- Records from a data collection

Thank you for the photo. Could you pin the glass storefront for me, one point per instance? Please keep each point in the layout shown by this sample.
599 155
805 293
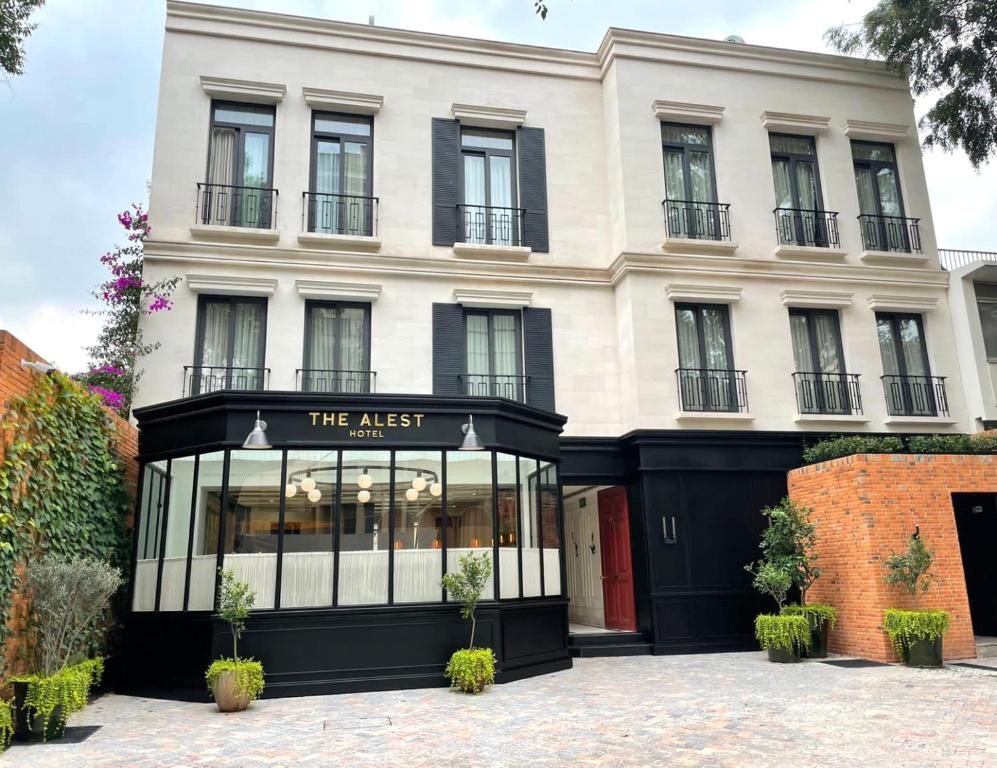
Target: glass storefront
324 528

- WORK REQUEST
Transcribe all the records above word for word, without their images.

- SOLUTION FOR THIS EXERCISE
Thank you for the photo. Could you pin the glass storefront for me, one point per instance? Please keep each point in the layout shown by this sample.
599 155
805 293
Target: glass storefront
324 528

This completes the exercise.